**ENTRIES PROVIDED**.
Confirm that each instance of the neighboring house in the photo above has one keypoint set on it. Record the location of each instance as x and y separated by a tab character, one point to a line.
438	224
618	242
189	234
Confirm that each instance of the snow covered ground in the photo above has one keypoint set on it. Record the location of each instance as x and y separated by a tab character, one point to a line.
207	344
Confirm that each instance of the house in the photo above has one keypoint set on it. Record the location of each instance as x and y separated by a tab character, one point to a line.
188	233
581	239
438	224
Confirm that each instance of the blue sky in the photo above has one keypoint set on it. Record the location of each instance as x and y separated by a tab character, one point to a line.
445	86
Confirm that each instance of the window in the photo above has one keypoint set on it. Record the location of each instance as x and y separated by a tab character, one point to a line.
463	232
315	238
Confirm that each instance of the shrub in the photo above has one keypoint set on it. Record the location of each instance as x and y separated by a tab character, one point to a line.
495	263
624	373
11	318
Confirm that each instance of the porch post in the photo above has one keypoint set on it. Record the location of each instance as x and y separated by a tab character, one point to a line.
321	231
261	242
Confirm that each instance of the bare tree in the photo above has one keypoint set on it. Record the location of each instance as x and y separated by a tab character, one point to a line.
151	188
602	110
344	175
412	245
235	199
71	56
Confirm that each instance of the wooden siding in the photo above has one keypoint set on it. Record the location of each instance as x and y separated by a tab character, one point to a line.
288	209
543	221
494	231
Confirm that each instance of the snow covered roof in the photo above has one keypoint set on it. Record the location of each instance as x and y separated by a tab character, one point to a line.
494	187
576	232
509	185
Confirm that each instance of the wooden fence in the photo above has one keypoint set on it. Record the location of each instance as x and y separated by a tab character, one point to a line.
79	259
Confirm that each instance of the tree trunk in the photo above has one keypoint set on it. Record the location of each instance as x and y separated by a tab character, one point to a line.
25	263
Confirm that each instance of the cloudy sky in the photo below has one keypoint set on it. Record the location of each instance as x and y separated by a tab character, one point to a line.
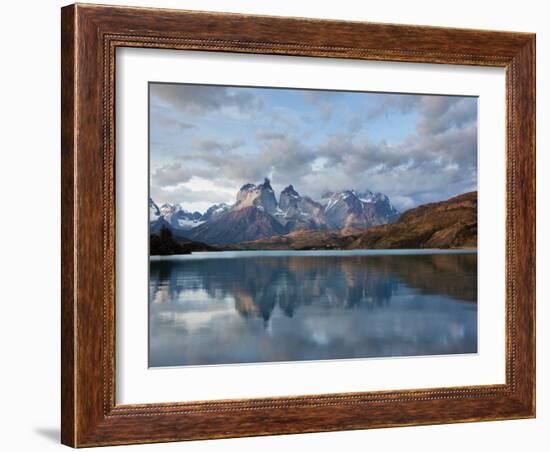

**SET PROBLEM**. Reprint every one of the records above word for word, leaving out the pictures.

**COMPLETED EXERCISE**.
Confirm that each instance of the neighboring house in the photo above has one keypoint set on it. Record the location of each instance as x and y separated by a tab character, one point to a line.
438	224
618	242
189	234
Confirm that each instance of the snow covered ground in the photo above has one keypoint set on it. Record the location of each instance as x and y separated by a tab character, one point to a line.
207	344
Confirm that each instance of the house in the photo above has one keypoint set on it. Record the location of each instance as x and y separated by a tab character, one point to a line.
188	233
581	239
438	224
Confirm that each instance of the blue sky in the photo above has one keypoint set on it. Record the location of each instance as x and y separated by a tab character, one point to a line.
445	86
Confirm that each instance of the window in the photo above has one keypoint set on it. Record the location of each instance as x and y separated by a tab character, one point to a line.
463	232
315	238
Confirm that each instance of the shrub in the photo above has one keypoint set on it. Record the location of each instance as x and y separated by a tab character, one point to a line.
495	263
624	373
11	318
Confirm that each instance of the porch post in the photo above has one keypoint set on it. Record the location of each instance as x and y separated by a tab character, one point to a line.
321	231
261	242
Confirm that each instance of the bare tree in the photo above has one keypoint set on it. Record the location of each instance as x and y separated by a tab character, one point to a line.
151	188
602	110
344	175
412	245
235	199
71	56
Confirm that each instance of the wooden siding in the photo above has one keypoint set on it. Record the location of each instance as x and y separated by a tab character, one point to a line.
288	209
543	221
494	231
Confirm that each instance of the snow covered roof in the photo above has one keypoint set on it. Record the location of each instance as x and y separated by a tab character, one point to a line.
494	187
576	232
509	185
Confirm that each instance of the wooden fence in the photo above has one keypoint set on it. Record the location of each instance as x and y separated by a tab character, one point to a line.
79	259
Confirm that each instance of the tree trunk in the photo above has one keypoint set on it. Record the location of each instance as x and y separated by a tab character, one point to a line.
25	263
Confirm that each instance of the cloudy sky in the photo below has one keypoint set on it. Record the location of each instance as x and y separated by a tab character, one point to a line.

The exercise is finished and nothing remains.